EXERCÍCIOS:
1 – De que décadas são as famílias com as quais o texto sobre a dívida pública sugere comparar a dívida pública portuguesa?
2 – Retome o texto sobre a dívida pública a seguir à última frase apresentada e continue-o.

Para a direita, tornou-se habitual comparar as dívidas de um país com as de uma família, enquanto para a esquerda já é rotineiro mostrar que a comparação é descabida. É uma diferença de opiniões central e talvez irredutível.
Enquanto uns acreditam que não há (ou não deveria haver) Estado, apenas a soma de famílias e empresas, os outros acreditam que o Estado não só é mais do que a soma das partes como assegura funções que nenhuma família ou empresa conseguiria assegurar.
Porém, ao reflectir sobre a dívida pública portuguesa se calhar até é útil pensar nela como a de uma família para com o seu banco. Não uma família actual, mas uma daquelas famílias esforçadas dos anos 60 e 70, que levavam as suas hipotecas mais do que a sério, como um fardo moral, quase uma sentença judicial.

Linhas do conjunto de dados sobre onde aparecem objetos:
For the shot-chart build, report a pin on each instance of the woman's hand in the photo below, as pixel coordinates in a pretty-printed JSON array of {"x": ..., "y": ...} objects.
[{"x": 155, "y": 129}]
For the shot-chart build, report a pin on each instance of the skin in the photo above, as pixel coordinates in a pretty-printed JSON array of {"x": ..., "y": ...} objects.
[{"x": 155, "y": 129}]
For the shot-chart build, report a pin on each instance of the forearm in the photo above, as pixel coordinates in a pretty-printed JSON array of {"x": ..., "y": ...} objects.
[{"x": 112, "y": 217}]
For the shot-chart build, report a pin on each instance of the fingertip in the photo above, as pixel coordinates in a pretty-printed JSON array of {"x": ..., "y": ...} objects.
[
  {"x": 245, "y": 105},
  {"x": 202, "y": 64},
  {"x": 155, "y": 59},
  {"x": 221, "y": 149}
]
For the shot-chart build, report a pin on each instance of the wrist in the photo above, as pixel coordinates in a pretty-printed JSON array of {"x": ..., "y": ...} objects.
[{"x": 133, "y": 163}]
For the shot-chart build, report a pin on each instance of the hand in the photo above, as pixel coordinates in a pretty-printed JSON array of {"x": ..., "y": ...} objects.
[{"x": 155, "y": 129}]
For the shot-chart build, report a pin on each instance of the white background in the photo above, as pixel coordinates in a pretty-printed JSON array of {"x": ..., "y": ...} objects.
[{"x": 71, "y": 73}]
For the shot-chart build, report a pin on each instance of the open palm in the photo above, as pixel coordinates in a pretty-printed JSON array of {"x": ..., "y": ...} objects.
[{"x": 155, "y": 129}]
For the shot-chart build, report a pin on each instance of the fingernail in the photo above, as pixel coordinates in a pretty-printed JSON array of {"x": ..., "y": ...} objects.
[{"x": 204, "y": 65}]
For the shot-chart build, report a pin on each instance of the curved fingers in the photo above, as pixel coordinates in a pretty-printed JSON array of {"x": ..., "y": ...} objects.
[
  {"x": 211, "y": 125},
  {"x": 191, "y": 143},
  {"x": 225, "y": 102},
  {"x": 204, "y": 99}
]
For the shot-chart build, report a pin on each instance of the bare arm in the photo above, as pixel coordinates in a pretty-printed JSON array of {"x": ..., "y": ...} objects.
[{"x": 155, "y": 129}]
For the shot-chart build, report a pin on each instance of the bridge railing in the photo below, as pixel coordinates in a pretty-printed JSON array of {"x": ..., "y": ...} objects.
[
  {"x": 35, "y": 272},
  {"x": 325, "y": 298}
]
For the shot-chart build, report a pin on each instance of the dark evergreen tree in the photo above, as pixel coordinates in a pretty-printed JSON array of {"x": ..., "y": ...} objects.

RESPOSTAS:
1 – Dos anos 60 e 70.

2 –
Pouco antes da crise, eram comuns os anúncios a promover a facilidade do crédito. O mais memorável era aquele que especulava que alguém tinha comprado de repente uma casa invejável porque teria pais ricos, ganho a lotaria, ou ido a certo banco. Dava a entender que um empréstimo bancário era mais fácil do que simplesmente ter sorte. E de facto, na altura, não era muito difícil obter um empréstimo.
Nos velhos tempos, pelo contrário, uma família precisava de demonstrar longamente ao seu banco que emprestar-lhe dinheiro era um investimento seguro. O banco analisava as finanças da família e o negócio onde ela pretendia investir esse dinheiro. Um empréstimo era ele mesmo um investimento por parte do banco.
Essa ideia do empréstimo como investimento é bem visível na crise actual, que não se desencadeou com um aumento da despesa pública, mas com um aumento dos juros. Ou seja, a dívida não se tornou incomportável porque se começou a pedir mais dinheiro mas porque os juros a que esse dinheiro era emprestado aumentaram, reflectindo a ideia que países como Portugal não eram um bom investimento e que portanto haveria a probabilidade de não pagarem a sua dívida.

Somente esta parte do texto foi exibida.